▶ WHAT THE TASK ASKS
Before the items, reproduce the passage from the taxicab permit article from "That is great" to "make $15 an hour.", word for word.

▶ PAGE EXTRACT
>> BEGIN

Restrictions on the number of taxicabs in a city hurt society as a whole and are particularly harmful to the poor. They benefit a small number of already well-off people. That many cities still have such restrictions is testimony to economic illiteracy among U.S. residents and to the hypocrisy of Democratic and Republican officeholders.
News about New York City’s ongoing auction of new cab permits — at more than $500,000 apiece — is the most outrageous reminder of the problem. But it is not limited to large cities on the coasts. Minneapolis also has restrictions on new permits and the effects mimic those of the Big Apple.
Such limits are bad because they reduce competition. Existing permit holders gain some monopoly power. Prices rise, but higher prices do not increase the number of producers. Instead, the value of the permits goes up.
Economist David Ricardo pointed this out 200 years ago. He saw that when some fixed resource is used to produce a good, and that product becomes more profitable, then the fixed resource goes up in value.
Ricardo used the example of farmland. Except in the very brief short run, higher corn prices don’t increase farmers’ annual incomes. Instead, rents and land prices get bid up. Landowners are better off, but the actual return from the higher-priced corn changes very little. Those farmers who own their land are happy, but those who rent see little or no change in net income.
New York City turned taxicab permits into a scarce resource in 1937 when it capped the number issued. With a few adjustments after World War II, the number remained at about 12,000 for another 60 years.
Taxis were profitable, especially as fares went up. But no one could just get a cab and start picking up riders. One had to buy an existing permit from an existing owner. Over the years, the value of those permits increased. In the 25 years I have used New York City’s taxi medallions to explain Ricardo’s work to economics students, the price has gone from $300,000 to more than $500,000.
That is great for those who had permits in 1937. But it means that for any subsequent entrant into the business, the payment on the mortgage for a medallion is the biggest business expense — more than the car itself or gasoline. Interest alone runs more than $100 per day at current prices.
Few medallion owners actually drive cabs. They lease their permits to hungrier people, frequently immigrants, who are willing to put in long hours. After lease payments and other expenses, a New York City driver is lucky to make $15 an hour.

>> END

▶ EXCERPTED DATA
>> BEGIN

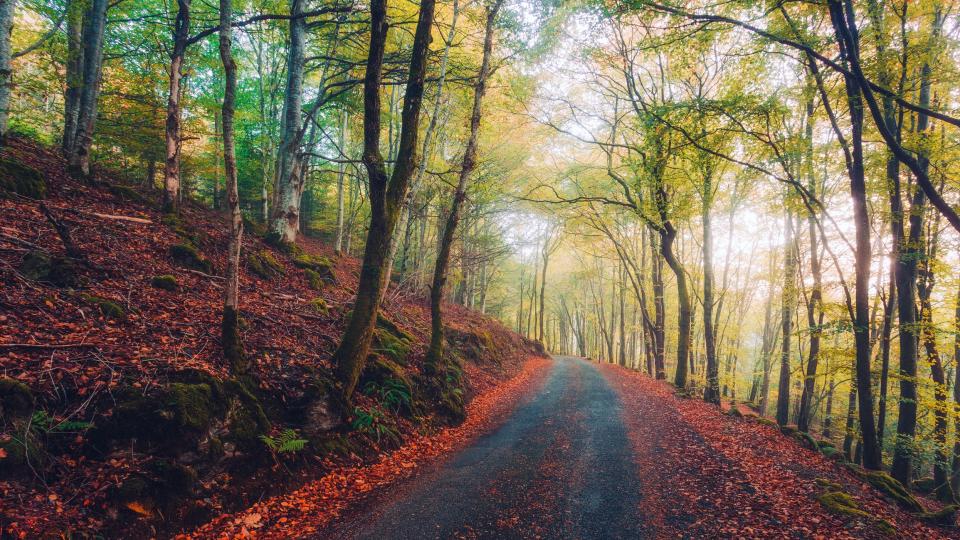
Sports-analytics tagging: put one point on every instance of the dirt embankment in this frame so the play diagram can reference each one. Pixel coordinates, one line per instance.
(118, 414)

>> END
>> BEGIN

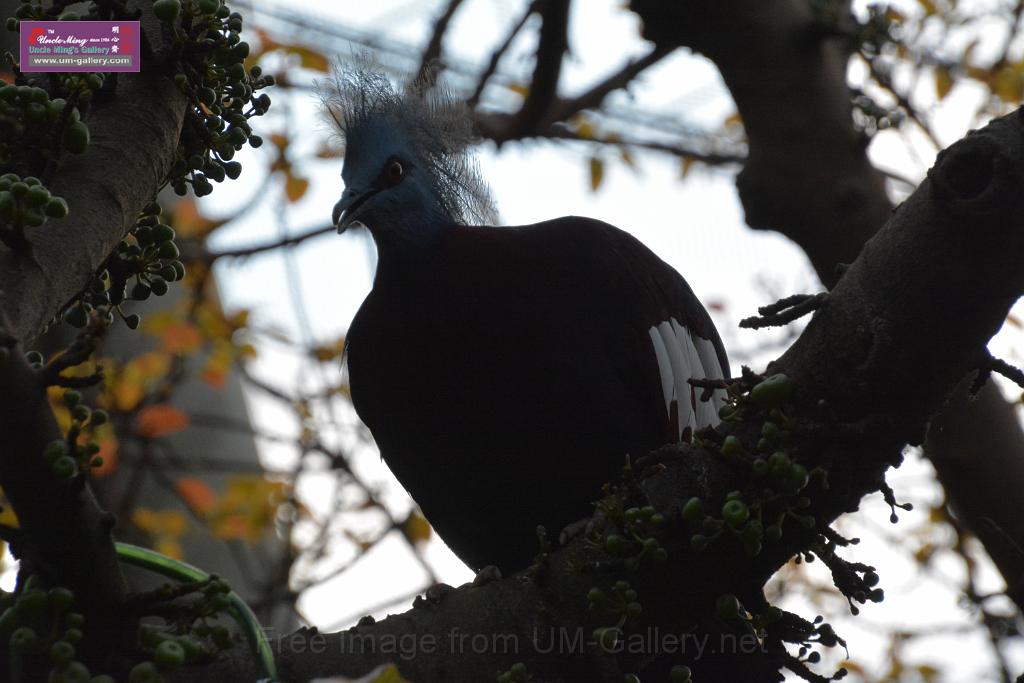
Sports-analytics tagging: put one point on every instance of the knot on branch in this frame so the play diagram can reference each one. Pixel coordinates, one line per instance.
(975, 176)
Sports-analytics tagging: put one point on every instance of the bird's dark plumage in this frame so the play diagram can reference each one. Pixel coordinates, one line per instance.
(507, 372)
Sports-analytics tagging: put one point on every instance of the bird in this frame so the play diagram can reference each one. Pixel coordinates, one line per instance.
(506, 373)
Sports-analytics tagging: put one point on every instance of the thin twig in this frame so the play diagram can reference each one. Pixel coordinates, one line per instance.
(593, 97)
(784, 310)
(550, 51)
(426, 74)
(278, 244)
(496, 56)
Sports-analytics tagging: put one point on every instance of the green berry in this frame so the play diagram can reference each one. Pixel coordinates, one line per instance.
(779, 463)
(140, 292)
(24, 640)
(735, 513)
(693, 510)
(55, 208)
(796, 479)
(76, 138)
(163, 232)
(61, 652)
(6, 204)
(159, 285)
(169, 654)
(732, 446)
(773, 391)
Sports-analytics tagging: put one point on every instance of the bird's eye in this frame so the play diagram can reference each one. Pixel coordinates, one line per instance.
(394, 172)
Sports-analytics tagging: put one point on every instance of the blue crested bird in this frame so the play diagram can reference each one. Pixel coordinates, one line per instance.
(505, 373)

>> END

▶ WRITTEN RESPONSE
That is great for those who had permits in 1937. But it means that for any subsequent entrant into the business, the payment on the mortgage for a medallion is the biggest business expense — more than the car itself or gasoline. Interest alone runs more than $100 per day at current prices.
Few medallion owners actually drive cabs. They lease their permits to hungrier people, frequently immigrants, who are willing to put in long hours. After lease payments and other expenses, a New York City driver is lucky to make $15 an hour.